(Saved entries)
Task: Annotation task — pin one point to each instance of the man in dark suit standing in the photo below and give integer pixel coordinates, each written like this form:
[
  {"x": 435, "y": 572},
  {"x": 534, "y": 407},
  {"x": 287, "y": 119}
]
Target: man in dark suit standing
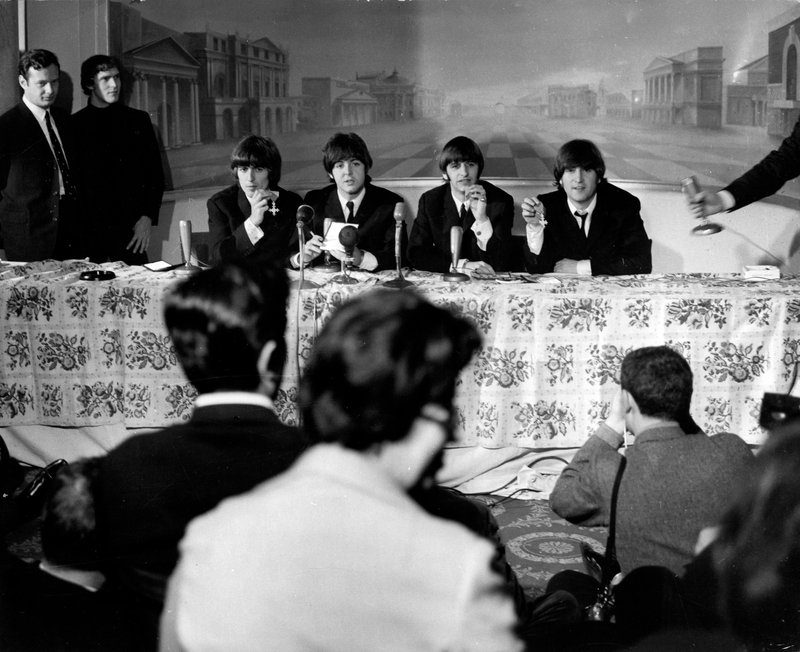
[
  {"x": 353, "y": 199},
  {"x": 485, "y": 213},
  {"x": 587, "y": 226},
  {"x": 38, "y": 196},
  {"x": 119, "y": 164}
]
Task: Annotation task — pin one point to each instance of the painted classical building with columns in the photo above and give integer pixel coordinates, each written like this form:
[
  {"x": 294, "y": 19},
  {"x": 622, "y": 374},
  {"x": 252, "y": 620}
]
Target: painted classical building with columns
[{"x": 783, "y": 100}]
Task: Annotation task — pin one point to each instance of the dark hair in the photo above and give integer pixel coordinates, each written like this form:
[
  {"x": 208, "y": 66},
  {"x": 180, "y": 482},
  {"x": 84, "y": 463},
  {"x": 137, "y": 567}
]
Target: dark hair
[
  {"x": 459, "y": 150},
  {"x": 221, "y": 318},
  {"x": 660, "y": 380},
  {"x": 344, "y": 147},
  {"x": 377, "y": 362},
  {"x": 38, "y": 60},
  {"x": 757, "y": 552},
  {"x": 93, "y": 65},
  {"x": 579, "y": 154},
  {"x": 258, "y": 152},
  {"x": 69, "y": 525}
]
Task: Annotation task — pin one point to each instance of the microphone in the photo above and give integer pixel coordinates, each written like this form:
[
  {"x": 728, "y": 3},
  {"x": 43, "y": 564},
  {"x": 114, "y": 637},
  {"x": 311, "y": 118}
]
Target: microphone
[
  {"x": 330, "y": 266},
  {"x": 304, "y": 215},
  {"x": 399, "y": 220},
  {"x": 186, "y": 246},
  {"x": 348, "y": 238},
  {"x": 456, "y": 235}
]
---
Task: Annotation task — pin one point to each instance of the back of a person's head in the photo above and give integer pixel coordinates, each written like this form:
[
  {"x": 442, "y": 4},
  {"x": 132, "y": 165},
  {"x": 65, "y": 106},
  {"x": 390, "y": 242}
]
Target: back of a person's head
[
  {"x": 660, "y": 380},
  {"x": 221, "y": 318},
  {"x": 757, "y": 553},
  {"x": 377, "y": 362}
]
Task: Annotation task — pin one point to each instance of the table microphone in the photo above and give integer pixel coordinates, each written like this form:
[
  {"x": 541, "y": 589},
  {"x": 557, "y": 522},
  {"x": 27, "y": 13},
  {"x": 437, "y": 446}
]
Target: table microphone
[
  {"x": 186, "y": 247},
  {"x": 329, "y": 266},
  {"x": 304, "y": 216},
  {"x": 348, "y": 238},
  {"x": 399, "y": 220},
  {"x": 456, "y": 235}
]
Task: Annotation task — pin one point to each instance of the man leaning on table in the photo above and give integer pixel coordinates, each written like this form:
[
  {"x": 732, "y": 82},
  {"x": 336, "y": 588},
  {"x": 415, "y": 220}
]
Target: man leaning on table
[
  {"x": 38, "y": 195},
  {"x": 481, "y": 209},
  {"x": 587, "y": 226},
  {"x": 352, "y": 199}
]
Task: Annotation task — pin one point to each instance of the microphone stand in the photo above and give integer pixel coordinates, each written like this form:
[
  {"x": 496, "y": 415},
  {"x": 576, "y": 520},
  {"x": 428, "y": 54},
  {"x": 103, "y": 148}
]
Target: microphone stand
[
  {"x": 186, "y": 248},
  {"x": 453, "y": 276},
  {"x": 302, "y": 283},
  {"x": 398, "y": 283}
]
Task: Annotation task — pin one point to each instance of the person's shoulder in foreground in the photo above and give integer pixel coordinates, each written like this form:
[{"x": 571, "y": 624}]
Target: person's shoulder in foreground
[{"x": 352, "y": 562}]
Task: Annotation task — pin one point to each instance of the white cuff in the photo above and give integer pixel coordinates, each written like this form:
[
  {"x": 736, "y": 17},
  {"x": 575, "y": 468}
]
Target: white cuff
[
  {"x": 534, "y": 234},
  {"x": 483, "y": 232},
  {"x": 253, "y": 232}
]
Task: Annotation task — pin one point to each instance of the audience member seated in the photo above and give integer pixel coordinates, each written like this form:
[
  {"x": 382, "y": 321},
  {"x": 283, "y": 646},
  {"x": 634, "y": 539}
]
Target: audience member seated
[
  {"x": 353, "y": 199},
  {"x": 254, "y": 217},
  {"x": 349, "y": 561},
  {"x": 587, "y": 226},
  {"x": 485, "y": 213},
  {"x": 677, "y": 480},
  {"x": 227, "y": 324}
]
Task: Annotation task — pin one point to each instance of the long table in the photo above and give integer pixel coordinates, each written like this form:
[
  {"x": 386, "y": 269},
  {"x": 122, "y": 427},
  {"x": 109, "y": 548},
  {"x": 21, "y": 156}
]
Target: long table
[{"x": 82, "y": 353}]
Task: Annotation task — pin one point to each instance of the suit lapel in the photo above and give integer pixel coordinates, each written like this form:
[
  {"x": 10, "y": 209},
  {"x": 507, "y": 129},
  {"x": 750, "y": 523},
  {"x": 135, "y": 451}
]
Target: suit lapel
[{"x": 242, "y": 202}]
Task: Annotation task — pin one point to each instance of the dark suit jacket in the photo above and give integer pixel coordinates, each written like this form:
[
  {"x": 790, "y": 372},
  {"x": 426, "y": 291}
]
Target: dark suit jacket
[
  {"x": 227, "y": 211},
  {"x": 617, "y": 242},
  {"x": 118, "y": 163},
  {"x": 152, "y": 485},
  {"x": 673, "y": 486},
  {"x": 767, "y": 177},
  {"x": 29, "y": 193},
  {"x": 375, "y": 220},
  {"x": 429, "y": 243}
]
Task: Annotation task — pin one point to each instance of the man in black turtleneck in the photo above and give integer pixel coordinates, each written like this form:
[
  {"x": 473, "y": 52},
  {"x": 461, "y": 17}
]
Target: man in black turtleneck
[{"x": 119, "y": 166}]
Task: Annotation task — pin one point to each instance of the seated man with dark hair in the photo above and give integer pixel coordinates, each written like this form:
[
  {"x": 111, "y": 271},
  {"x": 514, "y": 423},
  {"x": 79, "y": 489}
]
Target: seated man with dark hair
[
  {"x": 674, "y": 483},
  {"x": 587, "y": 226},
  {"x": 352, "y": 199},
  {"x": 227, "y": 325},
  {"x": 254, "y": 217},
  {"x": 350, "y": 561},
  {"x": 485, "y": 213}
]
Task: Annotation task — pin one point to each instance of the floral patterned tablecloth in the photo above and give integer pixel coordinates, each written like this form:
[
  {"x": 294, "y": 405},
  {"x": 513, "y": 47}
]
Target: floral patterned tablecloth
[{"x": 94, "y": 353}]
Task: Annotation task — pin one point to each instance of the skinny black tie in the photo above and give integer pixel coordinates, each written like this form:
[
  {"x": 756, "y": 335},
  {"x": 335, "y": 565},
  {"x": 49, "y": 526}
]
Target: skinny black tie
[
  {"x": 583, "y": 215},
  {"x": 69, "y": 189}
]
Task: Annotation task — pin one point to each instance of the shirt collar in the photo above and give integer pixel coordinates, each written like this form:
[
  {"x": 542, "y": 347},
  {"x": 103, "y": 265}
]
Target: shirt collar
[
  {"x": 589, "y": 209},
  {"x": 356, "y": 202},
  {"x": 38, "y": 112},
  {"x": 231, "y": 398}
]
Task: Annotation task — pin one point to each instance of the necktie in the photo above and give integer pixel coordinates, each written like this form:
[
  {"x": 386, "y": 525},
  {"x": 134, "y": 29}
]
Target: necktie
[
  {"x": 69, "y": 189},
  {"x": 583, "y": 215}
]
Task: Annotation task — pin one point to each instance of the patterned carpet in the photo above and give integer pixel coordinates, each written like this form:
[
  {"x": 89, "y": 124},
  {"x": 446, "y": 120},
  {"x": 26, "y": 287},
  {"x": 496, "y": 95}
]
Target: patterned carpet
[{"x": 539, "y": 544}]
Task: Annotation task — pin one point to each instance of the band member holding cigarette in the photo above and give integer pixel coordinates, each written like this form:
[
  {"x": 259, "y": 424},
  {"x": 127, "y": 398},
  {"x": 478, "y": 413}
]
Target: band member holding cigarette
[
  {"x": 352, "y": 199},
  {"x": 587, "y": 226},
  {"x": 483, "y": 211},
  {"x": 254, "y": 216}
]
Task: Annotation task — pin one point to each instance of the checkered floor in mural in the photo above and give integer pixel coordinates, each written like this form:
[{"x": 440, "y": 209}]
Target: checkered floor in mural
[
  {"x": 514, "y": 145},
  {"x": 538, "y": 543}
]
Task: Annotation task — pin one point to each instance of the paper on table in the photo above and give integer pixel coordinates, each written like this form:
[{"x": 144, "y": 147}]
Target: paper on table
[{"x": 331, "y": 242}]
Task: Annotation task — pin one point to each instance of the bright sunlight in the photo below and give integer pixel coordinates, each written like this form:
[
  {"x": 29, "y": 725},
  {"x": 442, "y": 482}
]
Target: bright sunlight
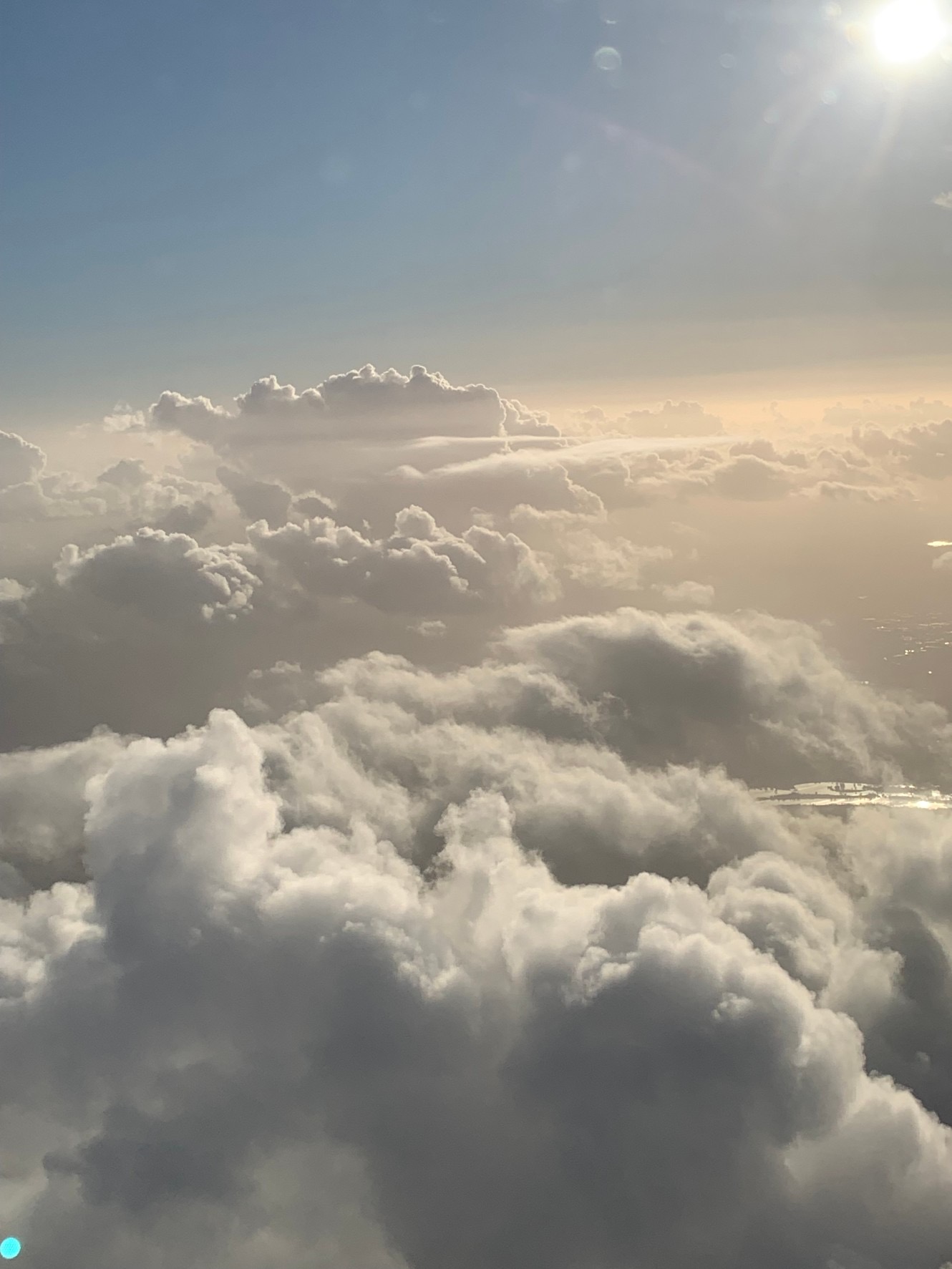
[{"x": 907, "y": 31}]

### [WHAT YOU ARE ASKED TO DO]
Could you copy every line from the records that mentions the word "below"?

### [EXERCISE ANSWER]
Task: Annotation task — pin one point to each instance of the man in dark suit standing in the photo below and give integer pixel coordinates, each written like this form:
Task: Annotation task — pin one point to each instance of the bright sunlight in the photo below and give integer pixel coordinates, each written like this form:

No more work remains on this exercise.